● **Given request**: Write out the lines below as a JSON list of strings, one string per line, leaving out the blank lines.

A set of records
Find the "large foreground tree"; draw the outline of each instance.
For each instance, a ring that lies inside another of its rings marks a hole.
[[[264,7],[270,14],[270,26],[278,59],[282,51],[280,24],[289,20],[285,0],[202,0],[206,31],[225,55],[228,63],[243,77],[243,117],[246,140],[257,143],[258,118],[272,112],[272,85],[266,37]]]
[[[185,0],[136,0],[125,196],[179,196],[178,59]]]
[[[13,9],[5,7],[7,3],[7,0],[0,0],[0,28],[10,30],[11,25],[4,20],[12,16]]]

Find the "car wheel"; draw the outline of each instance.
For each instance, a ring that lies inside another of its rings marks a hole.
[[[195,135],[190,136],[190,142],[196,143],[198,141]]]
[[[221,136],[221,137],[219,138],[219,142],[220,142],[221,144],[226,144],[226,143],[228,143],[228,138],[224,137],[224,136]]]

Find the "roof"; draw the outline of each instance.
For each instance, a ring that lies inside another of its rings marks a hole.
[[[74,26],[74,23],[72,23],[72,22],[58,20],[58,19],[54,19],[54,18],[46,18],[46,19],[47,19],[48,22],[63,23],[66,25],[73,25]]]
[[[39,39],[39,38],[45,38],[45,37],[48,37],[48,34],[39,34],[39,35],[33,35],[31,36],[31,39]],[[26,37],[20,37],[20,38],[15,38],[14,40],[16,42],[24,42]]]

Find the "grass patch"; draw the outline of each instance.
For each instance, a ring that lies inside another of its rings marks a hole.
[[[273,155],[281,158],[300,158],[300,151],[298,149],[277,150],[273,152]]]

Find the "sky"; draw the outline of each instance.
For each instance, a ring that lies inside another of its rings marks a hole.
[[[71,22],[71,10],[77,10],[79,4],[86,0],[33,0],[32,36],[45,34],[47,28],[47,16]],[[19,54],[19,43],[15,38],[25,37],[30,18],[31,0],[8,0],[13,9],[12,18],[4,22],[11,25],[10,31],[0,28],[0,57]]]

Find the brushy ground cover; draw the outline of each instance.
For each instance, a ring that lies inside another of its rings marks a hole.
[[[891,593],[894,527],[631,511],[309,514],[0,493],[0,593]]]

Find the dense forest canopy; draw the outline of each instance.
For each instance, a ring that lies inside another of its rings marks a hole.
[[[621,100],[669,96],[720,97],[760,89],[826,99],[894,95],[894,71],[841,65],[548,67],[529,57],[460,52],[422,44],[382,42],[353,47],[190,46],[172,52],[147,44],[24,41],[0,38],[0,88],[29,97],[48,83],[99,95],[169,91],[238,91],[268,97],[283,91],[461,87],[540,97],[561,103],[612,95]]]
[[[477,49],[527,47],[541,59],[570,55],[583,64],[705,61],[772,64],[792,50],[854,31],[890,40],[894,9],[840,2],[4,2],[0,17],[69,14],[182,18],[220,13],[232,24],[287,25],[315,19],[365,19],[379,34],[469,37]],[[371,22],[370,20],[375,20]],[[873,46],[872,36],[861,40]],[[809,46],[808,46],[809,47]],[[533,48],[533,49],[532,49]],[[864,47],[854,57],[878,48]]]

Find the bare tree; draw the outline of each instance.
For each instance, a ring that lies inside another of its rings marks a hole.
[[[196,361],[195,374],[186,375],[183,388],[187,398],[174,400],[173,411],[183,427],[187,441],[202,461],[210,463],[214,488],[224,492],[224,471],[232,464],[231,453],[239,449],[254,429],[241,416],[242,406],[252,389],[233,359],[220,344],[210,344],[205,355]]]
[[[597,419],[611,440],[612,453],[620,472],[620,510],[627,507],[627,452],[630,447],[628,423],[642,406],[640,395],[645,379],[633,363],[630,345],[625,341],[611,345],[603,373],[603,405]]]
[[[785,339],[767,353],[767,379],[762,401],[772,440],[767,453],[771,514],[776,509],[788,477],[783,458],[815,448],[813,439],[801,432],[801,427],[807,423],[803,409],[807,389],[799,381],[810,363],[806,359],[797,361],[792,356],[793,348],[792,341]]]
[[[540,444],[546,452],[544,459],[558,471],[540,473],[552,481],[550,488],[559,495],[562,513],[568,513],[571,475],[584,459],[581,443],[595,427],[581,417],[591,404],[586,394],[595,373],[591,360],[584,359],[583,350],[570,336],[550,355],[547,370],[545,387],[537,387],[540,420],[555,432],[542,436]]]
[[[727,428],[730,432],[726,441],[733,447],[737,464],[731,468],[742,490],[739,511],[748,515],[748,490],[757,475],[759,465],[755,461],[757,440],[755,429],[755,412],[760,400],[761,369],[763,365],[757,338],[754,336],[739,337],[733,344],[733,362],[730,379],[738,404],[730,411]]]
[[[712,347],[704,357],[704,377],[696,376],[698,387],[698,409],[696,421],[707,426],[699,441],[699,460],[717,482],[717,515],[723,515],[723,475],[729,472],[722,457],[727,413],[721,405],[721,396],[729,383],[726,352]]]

● **Finished task**:
[
  "Find the \"large foreground tree\"; draw the outline of each instance.",
  "For each instance, a ring that lies inside another of its rings marks a hole.",
  "[[[264,7],[270,14],[270,26],[278,59],[282,51],[280,24],[289,20],[285,0],[202,0],[206,31],[225,55],[228,63],[243,77],[243,117],[246,140],[257,143],[258,118],[272,112],[272,85],[266,37]]]",
  "[[[185,0],[136,0],[125,196],[179,196],[178,59]]]",
  "[[[13,9],[5,7],[7,3],[7,0],[0,0],[0,28],[10,30],[11,25],[4,20],[12,16]]]",
  "Find the \"car wheel\"; draw the outline of each instance.",
  "For each instance, a ring that lies inside another of its rings marks a hole.",
  "[[[195,135],[190,136],[190,142],[196,143],[198,141]]]",
  "[[[221,136],[221,137],[219,138],[219,142],[220,142],[221,144],[226,144],[226,143],[228,143],[228,138],[224,137],[224,136]]]",
  "Find the \"roof\"; draw the outline of each instance.",
  "For each instance, a ring that lies inside another of its rings marks a hole.",
  "[[[74,26],[74,23],[72,23],[72,22],[58,20],[58,19],[54,19],[54,18],[46,18],[46,19],[47,19],[48,22],[63,23],[66,25],[73,25]]]",
  "[[[39,39],[39,38],[45,38],[45,37],[48,37],[48,34],[39,34],[39,35],[33,35],[31,36],[31,39]],[[26,37],[20,37],[20,38],[15,38],[14,40],[16,42],[24,42]]]",
  "Find the \"grass patch\"; draw the outline of each instance.",
  "For each instance, a ring that lies inside another of its rings marks a hole.",
  "[[[273,155],[281,158],[300,158],[300,151],[298,149],[277,150],[273,152]]]",
  "Find the \"sky\"; draw the outline of each instance.",
  "For each instance, a ring that lies inside another of its rings marks a hole.",
  "[[[71,22],[71,10],[77,10],[79,4],[86,0],[33,0],[32,36],[45,34],[47,28],[47,16]],[[19,54],[19,43],[15,38],[25,37],[30,18],[31,0],[8,0],[13,9],[12,18],[4,22],[11,25],[10,31],[0,28],[0,57]]]",
  "Find the brushy ground cover; draw the outline of each instance.",
  "For each instance, a ring that lies inside another of its rings marks a hole.",
  "[[[891,593],[894,527],[631,511],[309,514],[0,493],[0,593]]]",
  "Find the dense forest canopy; draw the outline of each instance.",
  "For each instance, a ring that lies inside another of its rings marks a hole.",
  "[[[621,100],[669,96],[720,97],[760,89],[826,99],[894,95],[894,71],[841,65],[548,67],[529,57],[460,52],[422,44],[382,42],[353,47],[190,46],[172,52],[147,44],[24,41],[0,38],[0,88],[29,97],[48,83],[99,95],[169,91],[238,91],[268,97],[283,91],[461,87],[540,97],[561,103],[612,95]]]",
  "[[[477,49],[527,47],[541,59],[570,55],[583,64],[705,61],[772,64],[792,50],[854,31],[890,40],[894,9],[840,2],[4,2],[0,17],[69,14],[182,18],[220,13],[232,24],[287,25],[315,19],[365,19],[379,34],[469,37]],[[371,22],[370,20],[375,20]],[[873,46],[872,36],[861,40]],[[809,46],[808,46],[809,47]],[[533,48],[533,49],[532,49]],[[864,47],[854,57],[878,48]]]",
  "Find the bare tree; draw the outline of each instance.",
  "For each instance, a ring that lies inside another of its rings marks a hole.",
  "[[[196,361],[195,374],[186,375],[183,388],[187,398],[174,400],[173,411],[183,427],[187,441],[202,461],[210,463],[214,488],[224,492],[224,471],[232,464],[231,453],[239,449],[254,429],[241,416],[242,406],[252,389],[233,359],[220,344],[210,344],[205,355]]]",
  "[[[597,419],[611,440],[612,453],[620,472],[620,510],[627,507],[627,452],[630,447],[628,423],[642,406],[640,395],[645,379],[633,363],[630,345],[625,341],[611,345],[603,373],[603,405]]]",
  "[[[785,339],[767,353],[767,379],[762,401],[772,440],[767,453],[771,514],[776,509],[788,477],[783,458],[815,448],[813,439],[801,432],[801,427],[807,423],[803,409],[807,389],[799,381],[810,363],[806,359],[797,361],[792,356],[793,348],[792,341]]]",
  "[[[540,444],[546,452],[544,459],[558,471],[540,473],[552,481],[550,488],[559,495],[562,513],[568,513],[571,475],[584,459],[581,443],[595,427],[581,417],[591,404],[586,394],[595,373],[591,360],[584,359],[583,350],[570,336],[550,355],[547,370],[545,387],[537,387],[540,420],[555,432],[542,436]]]",
  "[[[727,428],[730,432],[726,441],[733,447],[737,464],[731,468],[742,490],[739,511],[748,515],[748,490],[757,475],[759,465],[755,461],[757,440],[755,429],[755,412],[760,400],[761,369],[763,365],[757,338],[754,336],[739,337],[733,344],[733,362],[730,379],[738,404],[730,411]]]",
  "[[[712,347],[704,357],[704,377],[696,376],[698,387],[698,409],[696,421],[707,426],[699,441],[699,460],[717,482],[717,515],[723,515],[723,475],[729,472],[722,457],[727,413],[721,405],[721,396],[729,383],[726,352]]]"
]